─── TEXT PASSAGE

This letter was written by a person incarcerated at Solano.
Here is a little about me. I’m 58 years of age. I’m from South Los Angeles. I’ve been incarcerated for 40 years. I’m African-American and Native American. My interest range from political science to pro sports, hip hop music to soft rock, and soap operas to PBS (Frontline, POV etc.)
As you may see, I’m pretty opened minded. My questions may not be in line with the purpose of your correspondence, so if I don’t hear back from you, I’ll understand. But I do look forward to a response. Before I conclude, I will include a short missive about living with this pandemic.
When I first became aware of COVID-19, I worked here in the education department. The classroom held 10 to 20 individuals. I recall two particular guys in the class having what appeared to be a cold or flu. I was a little leery of it and decided to stay as far away from them as I could, but this was difficult because of the size of the classroom, very small. This was in March of 2020!
Eventually all classes were cancelled. One of the individuals that I noticed in the class with the cold or flu symptoms actually turned out to have COVID. Fortunately no one else in the class tested positive.
The institution eventually passed out cloth mask that were made of the same material use to make prison clothing. My level of anxiety began to get a bit higher. Most of the inmates didn’t take the crisis serious until word from other prisons began to filter in. In particular, the numbers of infected inmates at Chino really put a face on the situation that could no longer be ignored.

──────
─── RECORDED INFORMATION

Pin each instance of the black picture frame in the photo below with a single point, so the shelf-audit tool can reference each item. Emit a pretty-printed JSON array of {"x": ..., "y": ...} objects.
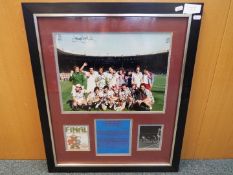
[{"x": 29, "y": 9}]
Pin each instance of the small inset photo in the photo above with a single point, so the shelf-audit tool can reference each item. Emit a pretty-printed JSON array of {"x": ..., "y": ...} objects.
[
  {"x": 76, "y": 138},
  {"x": 149, "y": 137}
]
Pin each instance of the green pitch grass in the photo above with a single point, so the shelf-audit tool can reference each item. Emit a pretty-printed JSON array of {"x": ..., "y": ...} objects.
[{"x": 158, "y": 91}]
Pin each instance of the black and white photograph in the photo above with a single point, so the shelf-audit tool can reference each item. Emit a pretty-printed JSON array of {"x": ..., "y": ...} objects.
[
  {"x": 150, "y": 137},
  {"x": 112, "y": 72}
]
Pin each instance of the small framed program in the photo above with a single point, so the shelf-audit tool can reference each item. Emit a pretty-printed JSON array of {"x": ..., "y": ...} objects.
[{"x": 112, "y": 82}]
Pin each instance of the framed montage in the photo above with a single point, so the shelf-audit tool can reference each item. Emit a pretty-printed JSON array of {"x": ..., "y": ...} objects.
[{"x": 112, "y": 82}]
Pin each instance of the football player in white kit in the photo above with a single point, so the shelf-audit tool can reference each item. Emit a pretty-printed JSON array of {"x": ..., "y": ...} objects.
[
  {"x": 91, "y": 79},
  {"x": 111, "y": 77},
  {"x": 79, "y": 100},
  {"x": 137, "y": 77},
  {"x": 101, "y": 78}
]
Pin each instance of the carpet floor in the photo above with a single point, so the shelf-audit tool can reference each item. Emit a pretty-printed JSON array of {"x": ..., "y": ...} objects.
[{"x": 187, "y": 167}]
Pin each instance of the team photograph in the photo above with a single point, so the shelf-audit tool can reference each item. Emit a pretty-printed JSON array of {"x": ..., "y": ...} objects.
[{"x": 96, "y": 76}]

──────

EXERCISE GOAL - In the letter from Solano, why was it hard for the writer to keep away from the two men with cold or flu symptoms? Please answer in one to three sentences. The items are separate material and unrelated to the letter.

TASK RESULT - It was hard because the classroom was very small. The writer wanted to stay as far from them as possible, but the room's size made that difficult.